Direction A.
Return the stretch of the grand jury charge on the Fugitive Slave Law from "Case No. 18,262." through "with one exception.", word for word.

Document segment.
+ + +

1013

Case No. 18,262.

CHARGE TO GRAND JURY—FUGITIVE SLAVE LAW.

[2 Blatchf. 559.]1

Circuit Court, N. D. New York.

Oct., 1851.

THE FUGITIVE SLAVE LAW.

1. So far as It respects an obstruction to the execution of legal process, or a forcible rescue of a fugitive from service, under the act of September 18, 1850 (9 Stat 462), commonly called “The Fugitive Slave Law,” the provisions of that act probably supersede those of the act of April 30, 1790 [1 Stat. 112), with one exception.

2. The provision in the 22d section of the act of 1790, for the case of assaulting, beating or wounding any federal officer, or other person duly authorized, while engaged in serving or executing any process, may apply as well to the execution of process under the act of 1850 as under any other act, the case not being specifically provided for in the act of 1850, and there being no necessary repugnancy between the two acts in this respect

3. There is some doubt whether a circuit court has Jurisdiction of the offences named in the 7th section of the act of 1850, as that act in terms limits cognizance of those offences to the district courts.

4. It may be a question whether the provision of the 11th section of the Judiciary act of September 24, 1789 (1 Stat. 78), conferring on the circuit court concurrent Jurisdiction with the district court of all crimes and offences cognizable therein, applies to jurisdiction subsequently conferred on the district court in as specific terms as that conferred by the act of 1850.

5. The provision of the 2d section of the act of August 8, 1846 (9 Stat. 72), by which the district court is authorized to remit to the circuit court any indictment pending in the district court, no doubt embraces the cases specified In the 7th section of the act of 1850.

6. The consequences of forcible resistance and obstruction to the execution of the act of 1850, considered.

+ + +

Direction B.
Write out the whole listing below again, requests included, offsetting every coordinate in its answers by adding 69.

+ + +

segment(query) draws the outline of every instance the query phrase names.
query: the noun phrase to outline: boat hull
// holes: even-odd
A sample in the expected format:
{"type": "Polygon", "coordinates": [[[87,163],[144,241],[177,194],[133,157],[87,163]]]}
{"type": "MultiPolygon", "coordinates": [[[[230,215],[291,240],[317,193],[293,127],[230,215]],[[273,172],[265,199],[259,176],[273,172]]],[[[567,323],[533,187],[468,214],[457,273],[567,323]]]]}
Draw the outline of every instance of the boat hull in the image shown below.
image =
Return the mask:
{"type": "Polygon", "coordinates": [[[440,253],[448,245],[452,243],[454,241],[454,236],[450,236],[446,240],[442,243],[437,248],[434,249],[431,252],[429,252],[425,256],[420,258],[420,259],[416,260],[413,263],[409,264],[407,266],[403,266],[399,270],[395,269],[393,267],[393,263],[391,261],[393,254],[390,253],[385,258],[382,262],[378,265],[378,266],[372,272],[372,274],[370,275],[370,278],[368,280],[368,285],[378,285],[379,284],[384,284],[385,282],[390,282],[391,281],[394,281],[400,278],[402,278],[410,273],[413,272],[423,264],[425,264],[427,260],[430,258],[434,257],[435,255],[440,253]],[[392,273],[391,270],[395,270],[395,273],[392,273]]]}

+ + +

Correct result A.
Case No. 18,262.

CHARGE TO GRAND JURY—FUGITIVE SLAVE LAW.

[2 Blatchf. 559.]1

Circuit Court, N. D. New York.

Oct., 1851.

THE FUGITIVE SLAVE LAW.

1. So far as It respects an obstruction to the execution of legal process, or a forcible rescue of a fugitive from service, under the act of September 18, 1850 (9 Stat 462), commonly called “The Fugitive Slave Law,” the provisions of that act probably supersede those of the act of April 30, 1790 [1 Stat. 112), with one exception.

Correct result B.
segment(query) draws the outline of every instance the query phrase names.
query: the noun phrase to outline: boat hull
// holes: even-odd
A sample in the expected format:
{"type": "Polygon", "coordinates": [[[87,163],[144,241],[177,194],[133,157],[87,163]]]}
{"type": "MultiPolygon", "coordinates": [[[[230,215],[291,240],[317,193],[293,127],[230,215]],[[273,172],[265,199],[259,176],[273,172]]],[[[567,323],[533,187],[468,214],[457,273],[567,323]]]]}
Draw the outline of every instance of the boat hull in the image shown below.
image =
Return the mask:
{"type": "Polygon", "coordinates": [[[509,322],[517,314],[521,312],[523,310],[523,305],[519,305],[515,309],[511,312],[506,317],[503,318],[500,321],[498,321],[494,325],[489,327],[489,328],[485,329],[482,332],[478,333],[476,335],[472,335],[468,339],[464,338],[462,336],[462,332],[460,330],[462,323],[459,322],[454,327],[451,331],[447,334],[447,335],[441,341],[441,343],[439,344],[439,347],[437,349],[437,354],[447,354],[448,353],[453,353],[454,351],[459,351],[460,350],[463,350],[469,347],[471,347],[479,342],[482,341],[492,333],[494,333],[496,329],[499,327],[503,326],[504,324],[509,322]],[[461,342],[460,339],[464,339],[464,342],[461,342]]]}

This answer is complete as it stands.